## EXCERPTED DATA
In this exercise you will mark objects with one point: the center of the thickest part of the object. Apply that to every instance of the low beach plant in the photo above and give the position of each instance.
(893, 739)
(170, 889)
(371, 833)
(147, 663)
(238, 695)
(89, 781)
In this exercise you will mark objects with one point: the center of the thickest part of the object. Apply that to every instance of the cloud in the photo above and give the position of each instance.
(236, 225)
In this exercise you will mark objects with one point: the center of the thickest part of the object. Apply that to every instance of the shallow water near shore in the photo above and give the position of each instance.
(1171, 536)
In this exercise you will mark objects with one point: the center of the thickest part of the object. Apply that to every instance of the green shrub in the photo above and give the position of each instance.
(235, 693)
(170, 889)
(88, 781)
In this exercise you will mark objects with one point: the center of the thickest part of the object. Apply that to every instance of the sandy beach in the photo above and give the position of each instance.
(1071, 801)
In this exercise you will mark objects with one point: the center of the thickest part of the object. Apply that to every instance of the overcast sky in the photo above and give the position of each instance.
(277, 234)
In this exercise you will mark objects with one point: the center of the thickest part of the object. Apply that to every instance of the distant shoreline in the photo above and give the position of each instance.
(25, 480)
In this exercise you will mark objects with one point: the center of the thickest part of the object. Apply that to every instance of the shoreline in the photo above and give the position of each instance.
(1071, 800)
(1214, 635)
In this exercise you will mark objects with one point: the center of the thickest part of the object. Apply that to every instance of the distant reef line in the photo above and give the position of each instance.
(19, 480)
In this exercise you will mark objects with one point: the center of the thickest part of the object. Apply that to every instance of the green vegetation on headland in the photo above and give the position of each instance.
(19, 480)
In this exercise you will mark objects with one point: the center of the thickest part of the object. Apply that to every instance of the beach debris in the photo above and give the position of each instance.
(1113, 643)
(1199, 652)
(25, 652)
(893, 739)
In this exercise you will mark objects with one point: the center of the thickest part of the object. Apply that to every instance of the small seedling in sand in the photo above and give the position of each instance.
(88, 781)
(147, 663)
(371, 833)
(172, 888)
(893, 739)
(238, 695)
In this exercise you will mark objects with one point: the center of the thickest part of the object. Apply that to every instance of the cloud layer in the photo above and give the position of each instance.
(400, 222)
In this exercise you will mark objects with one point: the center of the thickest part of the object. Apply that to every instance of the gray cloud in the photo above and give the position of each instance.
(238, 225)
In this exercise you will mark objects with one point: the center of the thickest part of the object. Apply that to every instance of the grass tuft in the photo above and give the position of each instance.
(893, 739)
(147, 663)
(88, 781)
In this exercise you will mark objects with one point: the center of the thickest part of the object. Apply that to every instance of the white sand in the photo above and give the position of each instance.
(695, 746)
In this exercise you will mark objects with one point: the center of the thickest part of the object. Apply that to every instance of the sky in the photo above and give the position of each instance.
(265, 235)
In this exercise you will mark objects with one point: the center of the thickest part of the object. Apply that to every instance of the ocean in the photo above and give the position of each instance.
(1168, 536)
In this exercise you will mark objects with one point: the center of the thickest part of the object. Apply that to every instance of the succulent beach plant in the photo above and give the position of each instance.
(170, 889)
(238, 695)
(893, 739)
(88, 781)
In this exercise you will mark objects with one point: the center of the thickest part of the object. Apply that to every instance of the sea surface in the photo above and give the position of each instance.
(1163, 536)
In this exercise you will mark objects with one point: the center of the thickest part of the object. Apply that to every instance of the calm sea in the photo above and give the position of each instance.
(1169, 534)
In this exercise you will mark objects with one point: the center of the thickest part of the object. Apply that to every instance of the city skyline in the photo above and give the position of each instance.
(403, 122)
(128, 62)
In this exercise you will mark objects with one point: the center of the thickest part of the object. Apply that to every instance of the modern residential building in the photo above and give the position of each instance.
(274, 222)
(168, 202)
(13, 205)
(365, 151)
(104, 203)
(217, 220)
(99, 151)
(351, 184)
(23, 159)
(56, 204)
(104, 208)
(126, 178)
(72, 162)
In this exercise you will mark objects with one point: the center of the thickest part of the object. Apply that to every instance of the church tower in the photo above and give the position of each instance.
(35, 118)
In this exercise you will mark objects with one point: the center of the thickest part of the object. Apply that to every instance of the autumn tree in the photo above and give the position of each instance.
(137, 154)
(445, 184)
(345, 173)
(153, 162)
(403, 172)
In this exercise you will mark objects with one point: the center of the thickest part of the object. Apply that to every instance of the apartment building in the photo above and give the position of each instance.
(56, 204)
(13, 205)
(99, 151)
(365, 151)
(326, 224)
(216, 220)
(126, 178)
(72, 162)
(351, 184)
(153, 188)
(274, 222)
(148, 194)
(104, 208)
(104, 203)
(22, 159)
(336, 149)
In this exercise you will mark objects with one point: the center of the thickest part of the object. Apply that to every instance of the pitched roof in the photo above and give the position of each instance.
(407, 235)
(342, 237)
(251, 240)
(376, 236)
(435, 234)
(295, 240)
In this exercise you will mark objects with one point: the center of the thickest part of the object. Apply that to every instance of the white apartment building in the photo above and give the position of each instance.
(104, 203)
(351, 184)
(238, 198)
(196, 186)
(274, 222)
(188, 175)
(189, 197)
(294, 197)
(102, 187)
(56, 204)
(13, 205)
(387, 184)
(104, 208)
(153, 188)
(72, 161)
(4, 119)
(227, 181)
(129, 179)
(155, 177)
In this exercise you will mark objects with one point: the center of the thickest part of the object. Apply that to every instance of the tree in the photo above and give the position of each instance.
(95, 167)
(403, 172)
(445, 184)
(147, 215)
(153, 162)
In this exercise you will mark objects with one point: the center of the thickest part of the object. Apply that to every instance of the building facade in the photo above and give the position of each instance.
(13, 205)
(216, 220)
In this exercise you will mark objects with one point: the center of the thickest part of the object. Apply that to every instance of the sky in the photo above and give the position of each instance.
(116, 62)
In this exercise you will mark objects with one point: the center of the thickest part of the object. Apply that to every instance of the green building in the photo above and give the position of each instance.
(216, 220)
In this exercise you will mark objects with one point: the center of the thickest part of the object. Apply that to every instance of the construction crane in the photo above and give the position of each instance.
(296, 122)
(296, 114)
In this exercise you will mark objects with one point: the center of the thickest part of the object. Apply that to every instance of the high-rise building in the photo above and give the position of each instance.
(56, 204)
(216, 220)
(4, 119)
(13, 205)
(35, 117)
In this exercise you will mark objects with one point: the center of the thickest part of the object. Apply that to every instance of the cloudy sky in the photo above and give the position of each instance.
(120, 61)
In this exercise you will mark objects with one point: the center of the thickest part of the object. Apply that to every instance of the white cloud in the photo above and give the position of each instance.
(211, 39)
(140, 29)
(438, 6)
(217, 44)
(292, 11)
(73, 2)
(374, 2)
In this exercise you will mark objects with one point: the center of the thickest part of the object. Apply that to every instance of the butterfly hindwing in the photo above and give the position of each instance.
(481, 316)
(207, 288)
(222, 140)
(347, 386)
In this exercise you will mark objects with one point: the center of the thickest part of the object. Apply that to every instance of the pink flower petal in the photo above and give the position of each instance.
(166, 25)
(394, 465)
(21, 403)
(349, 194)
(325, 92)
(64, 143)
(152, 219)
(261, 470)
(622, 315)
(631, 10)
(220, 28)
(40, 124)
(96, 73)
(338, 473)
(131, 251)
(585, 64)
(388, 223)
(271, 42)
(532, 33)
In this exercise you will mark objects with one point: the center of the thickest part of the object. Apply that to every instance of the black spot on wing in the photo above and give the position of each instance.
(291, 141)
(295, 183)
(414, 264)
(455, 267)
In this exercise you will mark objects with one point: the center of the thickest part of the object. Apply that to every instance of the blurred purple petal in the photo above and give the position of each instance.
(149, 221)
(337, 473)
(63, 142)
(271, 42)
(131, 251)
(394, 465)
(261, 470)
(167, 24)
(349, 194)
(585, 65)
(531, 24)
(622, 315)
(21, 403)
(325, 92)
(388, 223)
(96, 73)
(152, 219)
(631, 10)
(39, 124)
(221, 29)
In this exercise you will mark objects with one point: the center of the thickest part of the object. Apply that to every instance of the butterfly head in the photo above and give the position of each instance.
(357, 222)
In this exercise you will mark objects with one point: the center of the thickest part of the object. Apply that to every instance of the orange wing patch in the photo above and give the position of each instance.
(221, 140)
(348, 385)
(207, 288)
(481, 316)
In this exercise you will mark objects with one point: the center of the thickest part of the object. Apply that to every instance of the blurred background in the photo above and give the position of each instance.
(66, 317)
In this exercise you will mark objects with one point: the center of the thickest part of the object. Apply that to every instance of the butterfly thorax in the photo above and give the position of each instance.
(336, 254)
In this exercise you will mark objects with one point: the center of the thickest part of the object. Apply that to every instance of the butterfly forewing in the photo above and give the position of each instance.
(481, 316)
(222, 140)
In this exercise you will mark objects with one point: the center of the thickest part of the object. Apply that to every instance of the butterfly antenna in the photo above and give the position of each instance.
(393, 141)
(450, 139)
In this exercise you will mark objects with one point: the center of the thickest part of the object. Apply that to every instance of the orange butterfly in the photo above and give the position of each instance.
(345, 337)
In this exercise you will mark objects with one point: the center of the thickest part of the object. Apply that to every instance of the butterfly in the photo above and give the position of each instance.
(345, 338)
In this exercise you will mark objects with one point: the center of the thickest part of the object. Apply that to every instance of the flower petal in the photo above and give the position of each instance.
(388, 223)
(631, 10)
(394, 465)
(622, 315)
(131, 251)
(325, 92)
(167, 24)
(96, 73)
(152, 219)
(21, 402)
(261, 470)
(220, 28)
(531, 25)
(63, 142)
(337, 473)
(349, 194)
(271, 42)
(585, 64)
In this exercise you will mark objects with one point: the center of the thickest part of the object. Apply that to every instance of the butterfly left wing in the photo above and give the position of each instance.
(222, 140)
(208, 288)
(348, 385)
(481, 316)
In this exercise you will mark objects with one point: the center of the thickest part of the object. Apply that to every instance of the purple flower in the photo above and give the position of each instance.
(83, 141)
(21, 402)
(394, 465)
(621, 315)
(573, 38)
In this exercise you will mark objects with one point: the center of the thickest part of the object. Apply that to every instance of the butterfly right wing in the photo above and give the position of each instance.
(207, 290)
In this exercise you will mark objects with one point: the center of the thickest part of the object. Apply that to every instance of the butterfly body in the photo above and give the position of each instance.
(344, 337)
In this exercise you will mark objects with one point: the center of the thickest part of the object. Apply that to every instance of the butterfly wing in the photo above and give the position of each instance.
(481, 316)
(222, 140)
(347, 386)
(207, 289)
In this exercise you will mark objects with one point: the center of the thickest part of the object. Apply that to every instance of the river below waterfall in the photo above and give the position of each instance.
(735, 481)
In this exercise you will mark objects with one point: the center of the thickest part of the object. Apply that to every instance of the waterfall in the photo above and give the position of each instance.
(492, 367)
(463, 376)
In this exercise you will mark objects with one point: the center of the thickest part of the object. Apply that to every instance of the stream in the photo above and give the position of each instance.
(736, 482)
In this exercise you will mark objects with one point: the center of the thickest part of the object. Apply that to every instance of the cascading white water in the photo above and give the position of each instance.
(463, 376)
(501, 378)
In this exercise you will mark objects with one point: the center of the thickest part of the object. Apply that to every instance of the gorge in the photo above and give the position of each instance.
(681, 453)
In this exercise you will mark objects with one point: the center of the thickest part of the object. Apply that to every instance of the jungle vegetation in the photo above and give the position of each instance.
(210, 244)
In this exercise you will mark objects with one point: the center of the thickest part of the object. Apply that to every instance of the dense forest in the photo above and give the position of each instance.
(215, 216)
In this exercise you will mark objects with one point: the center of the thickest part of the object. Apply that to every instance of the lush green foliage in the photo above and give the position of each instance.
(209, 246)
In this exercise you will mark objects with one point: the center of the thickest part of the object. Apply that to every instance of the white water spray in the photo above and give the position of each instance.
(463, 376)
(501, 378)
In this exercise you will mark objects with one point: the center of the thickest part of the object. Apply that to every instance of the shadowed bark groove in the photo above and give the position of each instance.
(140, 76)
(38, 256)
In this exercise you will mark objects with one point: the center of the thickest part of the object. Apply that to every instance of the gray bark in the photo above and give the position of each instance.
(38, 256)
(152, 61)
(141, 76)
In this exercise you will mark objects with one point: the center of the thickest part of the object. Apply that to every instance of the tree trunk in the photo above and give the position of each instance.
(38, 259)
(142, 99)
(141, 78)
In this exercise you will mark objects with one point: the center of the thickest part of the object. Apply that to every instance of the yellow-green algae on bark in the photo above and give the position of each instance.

## WHAT IS BEING ASKED
Reproduce, exactly and with both ends included, every line from the one that contains "the tree trunk" to the end of the listing above.

## RESULT OF THIS EXERCISE
In this exercise you will mark objects with one point: the center of the thickest part of the object. Apply that to every instance of the tree trunk in the photo above and give the position of each instance.
(38, 259)
(142, 99)
(141, 78)
In this exercise you will mark objects with one point: the center of the thickest part of the object. Apply that to every instance of the yellow-green algae on bark in the photo above and give the position of each instance.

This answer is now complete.